About this exercise: Of the lines below, report only those that contain "black".
[Start of section]
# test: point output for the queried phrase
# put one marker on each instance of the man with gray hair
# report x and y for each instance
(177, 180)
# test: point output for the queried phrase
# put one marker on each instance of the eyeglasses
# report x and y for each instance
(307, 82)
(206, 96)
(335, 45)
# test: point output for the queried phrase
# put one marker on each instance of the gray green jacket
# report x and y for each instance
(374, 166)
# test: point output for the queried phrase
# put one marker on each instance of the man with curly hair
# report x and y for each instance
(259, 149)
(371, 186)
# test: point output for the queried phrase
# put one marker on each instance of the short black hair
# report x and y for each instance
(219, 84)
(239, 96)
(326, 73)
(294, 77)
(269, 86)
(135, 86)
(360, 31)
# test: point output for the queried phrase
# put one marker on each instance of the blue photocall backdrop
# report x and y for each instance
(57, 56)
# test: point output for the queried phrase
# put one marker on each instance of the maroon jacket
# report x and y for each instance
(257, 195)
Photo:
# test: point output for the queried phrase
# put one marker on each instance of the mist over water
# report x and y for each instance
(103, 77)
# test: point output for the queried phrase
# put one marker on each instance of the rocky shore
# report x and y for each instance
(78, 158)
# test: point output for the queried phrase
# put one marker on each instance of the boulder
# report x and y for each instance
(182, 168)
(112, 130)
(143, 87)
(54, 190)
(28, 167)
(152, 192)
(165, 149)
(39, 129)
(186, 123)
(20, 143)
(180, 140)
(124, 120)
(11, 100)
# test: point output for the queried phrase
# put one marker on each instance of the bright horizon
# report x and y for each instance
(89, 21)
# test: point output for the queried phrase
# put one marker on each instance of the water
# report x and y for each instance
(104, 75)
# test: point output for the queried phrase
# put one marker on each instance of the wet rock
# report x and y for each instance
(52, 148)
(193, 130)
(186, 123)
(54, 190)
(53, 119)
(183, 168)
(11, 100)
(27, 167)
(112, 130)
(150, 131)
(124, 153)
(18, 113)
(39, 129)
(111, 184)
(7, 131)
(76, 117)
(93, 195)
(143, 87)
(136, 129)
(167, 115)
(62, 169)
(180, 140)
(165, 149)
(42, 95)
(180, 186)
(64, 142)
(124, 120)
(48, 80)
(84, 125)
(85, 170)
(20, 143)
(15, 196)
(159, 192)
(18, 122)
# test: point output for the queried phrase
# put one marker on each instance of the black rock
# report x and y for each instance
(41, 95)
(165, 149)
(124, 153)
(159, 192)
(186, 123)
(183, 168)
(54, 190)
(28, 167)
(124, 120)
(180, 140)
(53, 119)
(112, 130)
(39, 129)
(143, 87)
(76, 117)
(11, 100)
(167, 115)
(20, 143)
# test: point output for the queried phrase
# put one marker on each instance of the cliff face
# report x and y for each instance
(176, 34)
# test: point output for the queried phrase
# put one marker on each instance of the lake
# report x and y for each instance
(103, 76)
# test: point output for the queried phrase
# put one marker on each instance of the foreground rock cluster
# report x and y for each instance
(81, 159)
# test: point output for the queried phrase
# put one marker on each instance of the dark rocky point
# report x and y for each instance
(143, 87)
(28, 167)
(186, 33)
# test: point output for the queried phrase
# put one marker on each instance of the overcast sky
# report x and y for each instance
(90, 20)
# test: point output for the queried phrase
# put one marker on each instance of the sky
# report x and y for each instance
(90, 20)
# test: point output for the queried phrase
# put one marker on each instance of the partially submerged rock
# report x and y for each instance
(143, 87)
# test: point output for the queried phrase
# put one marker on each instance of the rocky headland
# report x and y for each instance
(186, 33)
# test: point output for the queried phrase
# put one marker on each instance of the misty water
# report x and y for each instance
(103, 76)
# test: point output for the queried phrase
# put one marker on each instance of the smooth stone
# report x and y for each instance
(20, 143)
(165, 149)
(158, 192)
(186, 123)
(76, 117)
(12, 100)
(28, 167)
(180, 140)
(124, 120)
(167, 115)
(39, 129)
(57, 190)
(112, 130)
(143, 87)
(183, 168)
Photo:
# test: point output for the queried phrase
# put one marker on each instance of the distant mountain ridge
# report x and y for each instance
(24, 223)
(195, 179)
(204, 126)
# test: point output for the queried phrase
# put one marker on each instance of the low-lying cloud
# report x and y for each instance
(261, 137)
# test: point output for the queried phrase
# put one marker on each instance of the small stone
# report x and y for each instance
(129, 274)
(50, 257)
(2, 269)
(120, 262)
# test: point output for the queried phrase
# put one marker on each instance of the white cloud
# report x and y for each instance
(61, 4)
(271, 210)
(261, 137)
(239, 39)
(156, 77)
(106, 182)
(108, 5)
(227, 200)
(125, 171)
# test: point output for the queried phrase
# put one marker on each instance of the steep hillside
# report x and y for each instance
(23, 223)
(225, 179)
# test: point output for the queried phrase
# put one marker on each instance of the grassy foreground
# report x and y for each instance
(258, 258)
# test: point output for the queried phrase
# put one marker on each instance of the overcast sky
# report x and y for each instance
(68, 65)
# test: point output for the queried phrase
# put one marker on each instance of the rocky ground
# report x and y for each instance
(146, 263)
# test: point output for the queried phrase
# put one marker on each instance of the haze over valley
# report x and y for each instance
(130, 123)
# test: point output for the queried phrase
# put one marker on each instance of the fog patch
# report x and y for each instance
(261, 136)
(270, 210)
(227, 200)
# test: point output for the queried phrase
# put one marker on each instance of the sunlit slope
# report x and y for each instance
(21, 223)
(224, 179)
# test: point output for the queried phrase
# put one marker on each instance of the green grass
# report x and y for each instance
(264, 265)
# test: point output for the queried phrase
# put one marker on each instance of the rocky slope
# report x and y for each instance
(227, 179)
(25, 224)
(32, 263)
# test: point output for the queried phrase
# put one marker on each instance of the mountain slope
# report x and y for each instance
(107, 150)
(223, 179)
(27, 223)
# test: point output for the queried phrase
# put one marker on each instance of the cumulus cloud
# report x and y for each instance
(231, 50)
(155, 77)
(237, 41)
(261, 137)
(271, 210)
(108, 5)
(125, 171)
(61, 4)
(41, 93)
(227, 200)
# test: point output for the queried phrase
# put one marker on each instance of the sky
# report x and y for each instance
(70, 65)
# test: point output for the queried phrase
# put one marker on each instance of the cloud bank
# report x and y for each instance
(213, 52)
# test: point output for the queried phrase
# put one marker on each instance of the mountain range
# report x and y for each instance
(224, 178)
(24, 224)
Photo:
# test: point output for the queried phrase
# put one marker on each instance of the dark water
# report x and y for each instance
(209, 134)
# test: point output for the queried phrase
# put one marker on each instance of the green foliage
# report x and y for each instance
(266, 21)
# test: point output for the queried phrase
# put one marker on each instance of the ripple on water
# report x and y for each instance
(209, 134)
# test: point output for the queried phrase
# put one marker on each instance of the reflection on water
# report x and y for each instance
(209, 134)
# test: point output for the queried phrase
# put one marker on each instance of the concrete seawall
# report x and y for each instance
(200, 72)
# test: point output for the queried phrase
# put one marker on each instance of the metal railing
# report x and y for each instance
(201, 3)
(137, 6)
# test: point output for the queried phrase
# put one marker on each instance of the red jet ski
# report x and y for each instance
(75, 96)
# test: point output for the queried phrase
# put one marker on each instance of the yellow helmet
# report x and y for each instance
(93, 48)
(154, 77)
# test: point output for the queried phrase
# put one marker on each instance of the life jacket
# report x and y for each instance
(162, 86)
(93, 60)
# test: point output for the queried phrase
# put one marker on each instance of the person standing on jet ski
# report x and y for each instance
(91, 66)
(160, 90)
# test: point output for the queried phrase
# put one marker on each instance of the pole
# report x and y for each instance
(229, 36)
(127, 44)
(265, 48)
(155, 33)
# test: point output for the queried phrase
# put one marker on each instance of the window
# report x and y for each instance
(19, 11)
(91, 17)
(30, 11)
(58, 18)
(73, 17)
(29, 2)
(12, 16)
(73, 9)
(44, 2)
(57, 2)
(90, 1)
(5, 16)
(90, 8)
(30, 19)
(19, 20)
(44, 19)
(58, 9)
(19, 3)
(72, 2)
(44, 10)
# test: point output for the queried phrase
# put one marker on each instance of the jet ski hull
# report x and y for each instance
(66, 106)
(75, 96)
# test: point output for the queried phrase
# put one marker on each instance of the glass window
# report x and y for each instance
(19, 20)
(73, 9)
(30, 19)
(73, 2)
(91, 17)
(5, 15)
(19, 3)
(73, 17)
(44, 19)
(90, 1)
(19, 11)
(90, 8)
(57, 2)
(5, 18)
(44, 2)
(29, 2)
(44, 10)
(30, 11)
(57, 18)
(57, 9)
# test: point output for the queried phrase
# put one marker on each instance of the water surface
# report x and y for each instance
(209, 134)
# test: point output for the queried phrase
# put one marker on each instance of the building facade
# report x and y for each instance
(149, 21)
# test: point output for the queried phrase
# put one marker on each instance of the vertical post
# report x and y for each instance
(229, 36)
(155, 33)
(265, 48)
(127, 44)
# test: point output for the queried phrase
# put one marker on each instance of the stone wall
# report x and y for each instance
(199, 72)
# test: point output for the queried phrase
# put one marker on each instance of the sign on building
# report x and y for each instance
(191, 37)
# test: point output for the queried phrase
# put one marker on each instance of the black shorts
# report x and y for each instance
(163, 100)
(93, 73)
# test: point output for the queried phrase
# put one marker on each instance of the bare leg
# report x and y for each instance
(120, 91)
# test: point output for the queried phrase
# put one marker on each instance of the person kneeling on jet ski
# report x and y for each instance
[End of section]
Answer space:
# put one marker on each instance of the short black hair
# put one marker on each instance of the black rock
# put one marker on each instance of the black shorts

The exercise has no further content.